● **EXCERTO SELECIONADO**
____

Ana Pão Trigo, 37 anos, como sempre: autêntica, sem regras, mas sempre talentosa, ficam as palavras:
Conte-nos quando é que começou a desenhar e
quando é que começou a usar o desenho para ilustrar algo?
O gosto pelo desenho e pintura despertou em mim muito cedo, ainda na infância. Mas foi no 2.º ciclo do Ensino Básico que tive um professor de Educação Visual que viu em mim algum talento e me começou a incentivar e a ensinar estratégias de pintura e desenho. Foi meu professor até ao 9.º ano, chamava-se Prof. Fernando Oliveira, tinha por ele uma grande admiração e tentava seguir-lhe os passos. Julgo que a primeira vez que ilustrei alguma coisa “oficialmente” foi na Faculdade. Fazia parte da Associação de Estudantes e da Comissão de Praxe, ilustrei desde T-shirts para a Queima das Fitas à Colher de Pau (ah ah ah).
Qual o papel do desenho (e da arte em
geral) na sua vida?

____

● **INFORMAÇÃO APRESENTADA**

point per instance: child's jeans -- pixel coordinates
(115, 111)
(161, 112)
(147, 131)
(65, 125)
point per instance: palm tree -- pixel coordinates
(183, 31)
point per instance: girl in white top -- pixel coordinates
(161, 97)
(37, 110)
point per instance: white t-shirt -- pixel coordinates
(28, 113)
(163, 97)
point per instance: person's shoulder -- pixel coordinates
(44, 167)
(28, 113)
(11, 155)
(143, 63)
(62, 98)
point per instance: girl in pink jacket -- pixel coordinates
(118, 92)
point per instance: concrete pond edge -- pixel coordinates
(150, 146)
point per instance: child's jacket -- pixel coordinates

____

Atualize a entrevista, reproduzindo a parte que se inicia nas palavras que contêm "Ana Pão Trigo, 37" e termina em "(ah ah ah).", com "Faculdade" substituído por "Universidade".

Ana Pão Trigo, 37 anos, como sempre: autêntica, sem regras, mas sempre talentosa, ficam as palavras:
Conte-nos quando é que começou a desenhar e
quando é que começou a usar o desenho para ilustrar algo?
O gosto pelo desenho e pintura despertou em mim muito cedo, ainda na infância. Mas foi no 2.º ciclo do Ensino Básico que tive um professor de Educação Visual que viu em mim algum talento e me começou a incentivar e a ensinar estratégias de pintura e desenho. Foi meu professor até ao 9.º ano, chamava-se Prof. Fernando Oliveira, tinha por ele uma grande admiração e tentava seguir-lhe os passos. Julgo que a primeira vez que ilustrei alguma coisa “oficialmente” foi na Universidade. Fazia parte da Associação de Estudantes e da Comissão de Praxe, ilustrei desde T-shirts para a Queima das Fitas à Colher de Pau (ah ah ah).